- [Goal]: Reproduce word for word every line from the one containing "the window in" through the final line below, inclusive, and leave the pictures out.

- [Dataset]:
▽

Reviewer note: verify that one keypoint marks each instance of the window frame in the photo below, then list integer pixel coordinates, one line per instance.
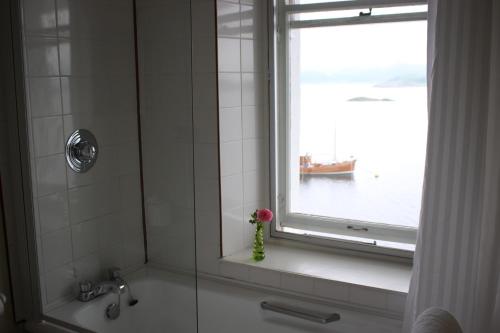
(345, 233)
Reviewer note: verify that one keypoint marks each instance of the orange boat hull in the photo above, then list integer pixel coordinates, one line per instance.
(329, 169)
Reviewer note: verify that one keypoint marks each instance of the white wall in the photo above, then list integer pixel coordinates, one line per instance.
(243, 117)
(80, 74)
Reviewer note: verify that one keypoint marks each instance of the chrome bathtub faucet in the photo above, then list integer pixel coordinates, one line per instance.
(89, 291)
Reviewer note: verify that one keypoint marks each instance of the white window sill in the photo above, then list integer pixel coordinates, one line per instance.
(371, 283)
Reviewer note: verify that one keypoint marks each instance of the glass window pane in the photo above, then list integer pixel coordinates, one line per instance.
(358, 121)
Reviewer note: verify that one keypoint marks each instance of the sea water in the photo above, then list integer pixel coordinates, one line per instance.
(385, 129)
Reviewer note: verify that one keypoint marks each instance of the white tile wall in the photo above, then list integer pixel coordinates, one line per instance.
(243, 109)
(80, 73)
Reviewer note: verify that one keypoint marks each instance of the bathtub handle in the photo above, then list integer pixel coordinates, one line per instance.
(315, 316)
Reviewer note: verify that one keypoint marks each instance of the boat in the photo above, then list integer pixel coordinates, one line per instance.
(336, 168)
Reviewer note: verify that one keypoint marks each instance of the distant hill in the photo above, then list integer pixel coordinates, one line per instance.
(369, 99)
(394, 76)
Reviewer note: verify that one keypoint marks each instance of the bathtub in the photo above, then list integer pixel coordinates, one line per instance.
(167, 301)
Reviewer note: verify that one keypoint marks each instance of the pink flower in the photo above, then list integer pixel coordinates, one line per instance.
(264, 215)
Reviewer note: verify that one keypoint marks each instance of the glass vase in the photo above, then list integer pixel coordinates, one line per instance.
(258, 244)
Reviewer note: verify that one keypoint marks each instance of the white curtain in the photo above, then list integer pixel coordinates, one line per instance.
(457, 260)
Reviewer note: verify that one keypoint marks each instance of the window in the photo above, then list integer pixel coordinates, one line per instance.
(351, 119)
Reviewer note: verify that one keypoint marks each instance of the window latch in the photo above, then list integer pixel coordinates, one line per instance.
(366, 14)
(354, 228)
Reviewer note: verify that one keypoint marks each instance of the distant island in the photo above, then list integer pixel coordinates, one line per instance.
(369, 99)
(401, 82)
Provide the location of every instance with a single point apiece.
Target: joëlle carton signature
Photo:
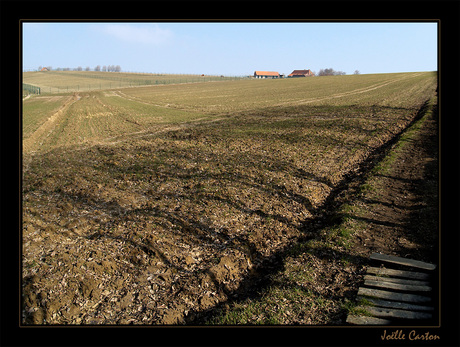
(413, 335)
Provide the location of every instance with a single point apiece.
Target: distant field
(92, 117)
(70, 81)
(147, 204)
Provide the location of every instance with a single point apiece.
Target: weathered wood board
(396, 304)
(398, 273)
(397, 286)
(402, 261)
(399, 296)
(395, 313)
(384, 294)
(365, 320)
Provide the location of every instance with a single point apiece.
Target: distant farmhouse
(266, 74)
(301, 73)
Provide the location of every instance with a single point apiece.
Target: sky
(232, 49)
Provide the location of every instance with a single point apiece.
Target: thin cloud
(151, 34)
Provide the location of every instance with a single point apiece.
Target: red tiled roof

△

- [Full solution]:
Reviewer note: verify that one keypoint marks each instance of the window in the photo above, then list integer pixel coordinates, one line per instance.
(351, 119)
Reviewer note: verify that one keypoint marks each instance of the window latch in the photo above, then list integer pixel coordinates, one line per instance.
(366, 14)
(354, 228)
Reviewer note: verify that one keypoint marks each instance of the distant island in the photo above, then list integer pixel coordinates, one line per instance.
(369, 99)
(401, 82)
Provide the location of every instance with a single point apiece.
Target: joëlle carton signature
Photo:
(413, 335)
Provide the location of every instance with a single point apiece.
Target: distant field
(92, 117)
(70, 81)
(147, 204)
Provide the location of every instance with a single point apiece.
Target: weathered wood board
(396, 304)
(398, 273)
(397, 286)
(402, 261)
(399, 296)
(395, 313)
(384, 294)
(365, 320)
Provide the location of every instance with a single point apiece.
Target: distant farmhouse
(266, 74)
(301, 73)
Provide the location of every instance with a single point apiece.
Target: sky
(232, 49)
Provide the location of every instance with a single point apiece.
Target: thin cloud
(151, 34)
Provide the location of every instance with a single point apiece.
Target: red tiled roof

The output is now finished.